● **AIM**: Copy out the rows below verbatim, from the line containing "Note: spot each instance of the jean pocket" up to and including the final line of the rows, and nothing else.
begin
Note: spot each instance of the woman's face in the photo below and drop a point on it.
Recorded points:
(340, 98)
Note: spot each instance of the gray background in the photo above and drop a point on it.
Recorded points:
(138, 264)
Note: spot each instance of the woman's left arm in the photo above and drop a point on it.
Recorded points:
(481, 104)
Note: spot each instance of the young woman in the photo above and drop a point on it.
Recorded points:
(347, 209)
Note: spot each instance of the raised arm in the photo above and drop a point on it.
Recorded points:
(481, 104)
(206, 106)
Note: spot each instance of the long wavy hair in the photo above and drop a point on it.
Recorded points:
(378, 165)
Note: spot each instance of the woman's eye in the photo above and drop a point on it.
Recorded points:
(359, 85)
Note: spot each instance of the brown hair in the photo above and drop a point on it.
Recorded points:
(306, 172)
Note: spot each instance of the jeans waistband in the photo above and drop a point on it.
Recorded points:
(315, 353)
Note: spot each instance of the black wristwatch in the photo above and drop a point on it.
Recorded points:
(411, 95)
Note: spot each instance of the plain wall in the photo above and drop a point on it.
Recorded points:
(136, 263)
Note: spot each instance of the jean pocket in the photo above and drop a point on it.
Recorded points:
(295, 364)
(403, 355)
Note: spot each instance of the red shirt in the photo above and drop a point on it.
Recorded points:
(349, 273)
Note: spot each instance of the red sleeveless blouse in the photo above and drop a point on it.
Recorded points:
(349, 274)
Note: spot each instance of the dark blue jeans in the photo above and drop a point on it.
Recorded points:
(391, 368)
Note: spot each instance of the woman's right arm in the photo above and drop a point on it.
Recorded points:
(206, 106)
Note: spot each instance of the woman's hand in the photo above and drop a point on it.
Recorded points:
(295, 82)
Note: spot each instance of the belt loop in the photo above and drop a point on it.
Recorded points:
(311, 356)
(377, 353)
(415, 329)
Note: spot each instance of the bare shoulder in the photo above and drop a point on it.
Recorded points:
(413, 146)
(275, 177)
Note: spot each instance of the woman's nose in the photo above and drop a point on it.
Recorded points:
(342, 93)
end
● **WRITTEN ANSWER**:
Note: spot each instance of the jean pocket in the photo above and drop a point on it.
Recorded points:
(295, 364)
(403, 355)
Note: spot each instance of the red shirt in the photo above and drop a point on it.
Recorded points:
(349, 273)
Note: spot each instance of the red sleeveless blouse in the photo above and drop a point on it.
Recorded points:
(349, 274)
Note: spot each instance of the dark blue jeans in the photo above and drop a point on it.
Recorded points:
(391, 368)
Note: spot each instance of the woman's right arm in the photo above and drop a point on it.
Recorded points:
(206, 106)
Note: spot each instance of the woman's hand in the photo above and drop a point on it.
Recorded points:
(295, 82)
Note: spot each instance of the belt loop in the photo above and drop a point on it.
Recorded points:
(311, 356)
(377, 353)
(415, 329)
Note: spot each instance of the bare shoulder in the photo above and drop a point on it.
Recorded points:
(413, 146)
(275, 177)
Note: spot each instance of the woman's nose in the photo above and drop a point on it.
Recorded points:
(342, 93)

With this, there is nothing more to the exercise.